--- Start ---

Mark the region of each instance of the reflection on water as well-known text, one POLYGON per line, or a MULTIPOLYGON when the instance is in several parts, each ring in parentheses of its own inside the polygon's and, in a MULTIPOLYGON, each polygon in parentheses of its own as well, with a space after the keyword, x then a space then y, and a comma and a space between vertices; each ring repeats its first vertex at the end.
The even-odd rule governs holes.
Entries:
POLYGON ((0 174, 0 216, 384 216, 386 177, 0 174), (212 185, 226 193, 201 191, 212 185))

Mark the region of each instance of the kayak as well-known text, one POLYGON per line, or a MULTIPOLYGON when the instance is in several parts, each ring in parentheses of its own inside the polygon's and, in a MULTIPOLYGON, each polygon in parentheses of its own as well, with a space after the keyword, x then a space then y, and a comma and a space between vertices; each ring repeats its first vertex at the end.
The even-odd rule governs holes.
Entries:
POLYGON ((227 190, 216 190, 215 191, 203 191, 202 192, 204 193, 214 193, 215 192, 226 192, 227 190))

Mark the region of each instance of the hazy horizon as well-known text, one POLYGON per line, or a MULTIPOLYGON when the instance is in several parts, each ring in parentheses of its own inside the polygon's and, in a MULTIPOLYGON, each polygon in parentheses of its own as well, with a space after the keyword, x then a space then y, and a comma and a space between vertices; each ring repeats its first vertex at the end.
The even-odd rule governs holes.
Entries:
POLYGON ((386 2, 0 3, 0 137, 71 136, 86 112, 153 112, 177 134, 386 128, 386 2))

--- End ---

What is being asked -> Reproduce all the items above, switching "even-odd rule" to "nonzero winding rule" everywhere it appears and leaving every other word unchanged.

Complete output ->
Mark the region of each instance of the reflection on water as well-known text, one POLYGON per line, or a MULTIPOLYGON when the instance is in several parts, each ring in parentheses of its own inside the polygon's and, in a MULTIPOLYGON, each polygon in parentheses of its own as well, with a space after the keyword, x then a space then y, and a comma and a space between vertices; each ring repeats its first vertex at the end.
The nonzero winding rule governs holes.
Entries:
POLYGON ((0 174, 0 216, 384 216, 386 177, 0 174), (212 185, 226 193, 201 191, 212 185))

Mark the region of each instance of the kayak as well-known text, one POLYGON per line, or a MULTIPOLYGON when the instance is in several parts, each ring in parentheses of its own inside the polygon's and, in a MULTIPOLYGON, each polygon in parentheses of its own as well, with a space after the keyword, x then a space then y, and a comma and a space between vertices; each ring repeats its first vertex at the end.
The nonzero winding rule governs holes.
Entries:
POLYGON ((227 190, 216 190, 215 191, 203 191, 202 192, 204 193, 214 193, 215 192, 226 192, 227 190))

Mark the region of each instance of the hazy horizon as well-known text, one POLYGON per line, or a MULTIPOLYGON when the instance is in several parts, each ring in parentheses of its own inside the polygon's and, in a MULTIPOLYGON, each polygon in parentheses of its own as well, with a space after the keyword, x then a space then y, and a comma and a space between vertices; each ring repeats its first vertex at the end.
The nonzero winding rule governs holes.
Entries:
POLYGON ((386 2, 0 3, 0 137, 71 136, 86 112, 153 112, 177 134, 386 128, 386 2))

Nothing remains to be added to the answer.